Produce the records again in full, exactly as shown below.

[Point localization data]
--- START ---
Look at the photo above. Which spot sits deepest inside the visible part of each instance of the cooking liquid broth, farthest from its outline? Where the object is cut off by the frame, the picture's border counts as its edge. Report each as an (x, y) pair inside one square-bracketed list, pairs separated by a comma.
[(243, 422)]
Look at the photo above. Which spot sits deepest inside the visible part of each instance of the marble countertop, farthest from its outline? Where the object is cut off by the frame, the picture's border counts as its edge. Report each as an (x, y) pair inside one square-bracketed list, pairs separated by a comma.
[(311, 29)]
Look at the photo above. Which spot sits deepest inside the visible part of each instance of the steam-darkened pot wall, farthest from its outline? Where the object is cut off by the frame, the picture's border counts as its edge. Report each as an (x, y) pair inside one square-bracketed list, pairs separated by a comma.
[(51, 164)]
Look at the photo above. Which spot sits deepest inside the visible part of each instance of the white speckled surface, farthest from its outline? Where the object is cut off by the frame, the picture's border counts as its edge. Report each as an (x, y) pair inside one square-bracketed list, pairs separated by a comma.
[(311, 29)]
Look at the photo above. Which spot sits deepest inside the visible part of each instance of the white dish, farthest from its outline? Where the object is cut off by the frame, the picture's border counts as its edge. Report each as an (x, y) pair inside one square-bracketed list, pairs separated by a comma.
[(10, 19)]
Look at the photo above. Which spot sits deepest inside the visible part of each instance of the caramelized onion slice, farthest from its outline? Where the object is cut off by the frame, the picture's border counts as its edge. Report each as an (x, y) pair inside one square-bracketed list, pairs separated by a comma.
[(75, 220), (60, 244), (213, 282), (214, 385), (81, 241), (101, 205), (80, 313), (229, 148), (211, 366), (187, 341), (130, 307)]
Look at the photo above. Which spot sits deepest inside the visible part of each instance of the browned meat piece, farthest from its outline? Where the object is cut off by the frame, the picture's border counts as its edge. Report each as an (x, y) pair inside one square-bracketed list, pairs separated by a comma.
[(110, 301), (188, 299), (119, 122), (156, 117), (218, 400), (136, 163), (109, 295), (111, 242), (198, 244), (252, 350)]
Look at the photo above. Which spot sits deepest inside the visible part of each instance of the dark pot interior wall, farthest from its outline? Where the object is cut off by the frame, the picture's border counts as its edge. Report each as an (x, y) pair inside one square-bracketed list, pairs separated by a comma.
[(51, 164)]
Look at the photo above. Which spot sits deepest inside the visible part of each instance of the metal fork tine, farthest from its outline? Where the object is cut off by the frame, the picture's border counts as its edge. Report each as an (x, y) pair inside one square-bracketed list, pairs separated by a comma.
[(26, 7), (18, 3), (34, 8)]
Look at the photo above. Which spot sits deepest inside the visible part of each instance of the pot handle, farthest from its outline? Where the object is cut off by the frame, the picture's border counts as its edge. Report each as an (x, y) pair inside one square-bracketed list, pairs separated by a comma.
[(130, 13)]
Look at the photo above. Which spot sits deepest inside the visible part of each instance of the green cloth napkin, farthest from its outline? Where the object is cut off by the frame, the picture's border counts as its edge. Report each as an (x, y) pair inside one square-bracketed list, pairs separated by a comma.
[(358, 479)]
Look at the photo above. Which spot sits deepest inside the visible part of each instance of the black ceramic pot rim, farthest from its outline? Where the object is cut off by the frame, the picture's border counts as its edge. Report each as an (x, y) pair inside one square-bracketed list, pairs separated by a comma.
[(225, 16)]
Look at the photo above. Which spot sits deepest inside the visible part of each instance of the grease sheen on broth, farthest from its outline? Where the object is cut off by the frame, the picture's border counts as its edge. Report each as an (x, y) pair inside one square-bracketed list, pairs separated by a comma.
--- END ---
[EXERCISE ANSWER]
Look at the photo above. Which spot sits deepest inside the visible part of each instance of the cooking liquid broth, farthest from its outline? Where the object is cut off by the frame, the picture's border counts as its edge. Report each as an (x, y) pair inside one square-bracketed list, pairs separated by a comma.
[(243, 422)]
Look at the photo above. Which spot sits deepest inside the visible part of each instance of the marble countertop, farthest from its outline? Where the object is cut off by the frame, the picture's border counts as its edge. Report each as an (x, y) pair inside one square-bracketed list, pairs separated by a comma.
[(311, 29)]
Look at the photo above. Which spot sits deepest inside the visible part of each instance of the steam-darkened pot wall, farthest from its outline? Where the object is cut off by the frame, the picture's border counts as its edge. Report each as an (x, y) pair inside one square-bracketed list, pairs separated by a comma.
[(51, 164)]
Look at the photo above. Which spot sits deepest inside the visible part of each instance of the white speckled surface, farthest from its outline? Where the object is cut off by the frame, the picture's border counts as its edge. Report each as an (x, y) pair inside one square-bracketed list, pairs separated by a comma.
[(311, 29)]
Look at the photo above. Which spot sits deepest inside the visible part of each instance of the white dish, farthest from its outline? Where the object is cut off by the frame, the picture's border counts as its edge. Report each as an (x, y) pair inside one square-bracketed list, pairs separated by a comma.
[(10, 19)]
Look at the photo above. Which spot sits deepest inside the visible part of each instance of the caramelized onion slice, farthest from its outline? Where the object is cut off by the frame, the picture's border counts as its edge. Report each as an (x, y) pair inside one square-bracketed list, pairs separated by a comma.
[(75, 220), (60, 244), (213, 282), (214, 385), (81, 241), (101, 205), (80, 313), (229, 148), (211, 366), (187, 341), (130, 307)]
Look at the photo above. Which spot sits deepest inside the visible part of each instance of the browned meat piece, farthest from its outline? Where the object is cut off by the frame, the picture's border counts as its edge. Report each as an (x, y) pair inside one square-bracketed list, pairs separated by a comma.
[(110, 301), (188, 299), (119, 122), (156, 117), (218, 400), (136, 163), (109, 295), (111, 242), (198, 244), (252, 350)]
Look at the photo above. Which spot sits deepest inside the visible part of each instance of the dark pot interior wall, farthest from its outline? Where the object is cut off by the frame, the picture's border counts as its edge. Report each as an (x, y) pair inside one square-bracketed list, pairs separated by a comma.
[(51, 164)]
Look at the photo above. Which spot sits deepest inside the visible part of each instance of the metal fork tine, farthest from its outline? Where the object is cut off by the frame, the picture's border counts as its edge. Report each as an (x, y) pair inside one square-bracketed list, pairs separated by a comma.
[(26, 7), (18, 3), (34, 8)]
Look at the photo above. Which spot sits deepest inside the visible part of each instance of the pot handle, farthest from its outline? Where the object is cut off by the frame, the picture's border counts as its edge. Report each as an (x, y) pair inside one square-bracketed list, pairs separated by a comma.
[(130, 13)]
Look at the photo above. Which spot sits deepest inside the visible part of each instance of the green cloth napkin, farthest from its outline? Where the object is cut off by the frame, the picture's border counts as its edge. Report each as an (x, y) pair inside one square-bracketed list, pairs separated by a comma.
[(358, 479)]
Look at the photo above. Which spot sits deepest inside the visible part of each instance of the black ceramic pot rim, farthest from its outline? Where the object is cut off by the frame, the picture's border counts as its edge. Report each as an (x, y) pair inside one square-bracketed list, pairs separated by a comma.
[(225, 16)]
Look at the photo above. Which spot sits deepest inside the visible part of each instance of the grease sheen on broth, farthest from its outline? Where the object is cut off by the frame, the picture's border counts as its edge. Report each as an (x, y) pair inside one square-bracketed list, pairs separated by a comma.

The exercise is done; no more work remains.